*TEXTAUSZUG*.
Montag, 2. Mai 2016

Demokatie: Greenpeace leakt die TTIP-Erpressung am »QualitätsSPIEGEL« vorbei

Greenpeace will Teile des Verhandlungstextes des umstrittenen Freihandelsabkommens TTIP ins Internet stellen. Zeitgleich wird die Umweltorganisation auf der re:publica eine Analyse der Dokumente präsentieren.

Greenpeace Niederlande wird am heutigen Montag umfangreiche Auszüge des bislang weitgehend geheimen Verhandlungstextes des transatlantischen Handelsabkommen TTIP veröffentlichen. Das kündigte die Organisation am Sonntag an. Aus Abschriften geheimer Verhandlungsdokumente, die der Süddeutschen Zeitung, WDR und NDR vorliegen, gehe hervor, so die SZ, dass die US-Regierung Europa bei den Verhandlungen deutlich stärker und weitreichender unter Druck setze als bisher bekannt.

Greenpeace hatte den Medien insgesamt knapp 250 Seiten zur Verfügung gestellt. Diese entsprächen etwa der Hälfte des gesamten Verhandlungstextes und zeigten die Version des Textes "vor der vergangene Woche abgeschlossenen 13. Verhandlungsrunde". Die Analyse der Dokumente werde Greenpeace um 11 Uhr auf einer Pressekonferenz im Rahmen der re:publica in Berlin präsentieren. Zeitgleich wird Greenpeace Niederlande die TTIP-Dokumente vollständig im Internet veröffentlichen.

Risikoprinzip

Greenpeace kritisiert, dass Europa durch das Handelsabkommen deutlich schwächere Umweltstandards drohen. Das bislang in Europa geltende Vorsorgeprinzip, das Produkte nur erlaubt, wenn sie für Mensch und Umwelt nachweislich unschädlich sind, drohe durch das in den USA angewandte Risikoprinzip ersetzt zu werden. Dadurch dürften in Europa auch hoch umstrittene und bislang in vielen Ländern nicht zugelassene genmanipulierte Pflanzen und Lebensmittel so lange angebaut und konsumiert werden, bis ihre Schädlichkeit nachgewiesen sei.

"Was bislang aus diesen Geheimverhandlungen an die Öffentlichkeit drang, klang wie ein Albtraum. Jetzt wissen wir, daraus könnte sehr bald Realität werden", sagt Greenpeace-Handelsexperte Jürgen Knirsch. Mehrere mit den Verhandlungen vertraute Personen bestätigten den Medien, dass es sich bei den vorliegenden Dokumenten um aktuelle Papiere handelt. Greenpeace ist nach eigenen Angaben im Besitz der Originale.

mehr:
- re:publica 2016: Greenpeace will Teile von TTIP-Papieren veröffentlichen (Kristina Beer, heise Online, 02.05.2016, Hervorhebung von mir)

siehe auch:

- TTIP ohne ZerrSPIEGEL (Marcus Kompa, Telepolis, 02.05.2016)

*BEREITGESTELLTE ANGABEN*.
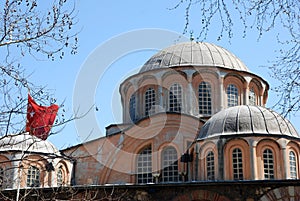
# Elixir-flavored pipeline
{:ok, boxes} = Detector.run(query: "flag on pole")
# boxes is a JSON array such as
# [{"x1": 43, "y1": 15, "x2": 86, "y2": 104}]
[{"x1": 26, "y1": 93, "x2": 59, "y2": 140}]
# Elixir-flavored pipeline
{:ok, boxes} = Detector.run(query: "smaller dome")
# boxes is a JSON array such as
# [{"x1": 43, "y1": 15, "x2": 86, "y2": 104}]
[
  {"x1": 0, "y1": 133, "x2": 60, "y2": 155},
  {"x1": 198, "y1": 105, "x2": 299, "y2": 140},
  {"x1": 140, "y1": 41, "x2": 249, "y2": 73}
]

*ZU ERLEDIGEN*.
Setzen Sie den Beitrag über die Veröffentlichung der TTIP-Dokumente durch Greenpeace im Anschluss an seinen letzten Satz fort. Die Datensätze haben mit dem Beitrag über die Veröffentlichung der TTIP-Dokumente durch Greenpeace nichts zu tun.

*ERGEBNIS DER AUFGABE*.
- Geheime TTIP-Papiere enthüllt (Alexander Hagelüken, Alexander Mühlauer, Süddeutsche Zeitung, 01.05.2016)
Die Papiere gewähren tiefen Einblick in die amerikanische Verhandlungstaktik. So verweigert Washington gezielt Exporterleichterungen für die europäische Autoindustrie, offenbar, weil diese Branche für die EU von zentraler Bedeutung ist. In einem der vertraulichen Dokumente ist festgehalten, die US-Regierung "beeilte sich klarzumachen, dass Fortschritt bei Autoteilen nur möglich wäre, wenn die EU sich bei Zöllen auf Agrarprodukte bewegt".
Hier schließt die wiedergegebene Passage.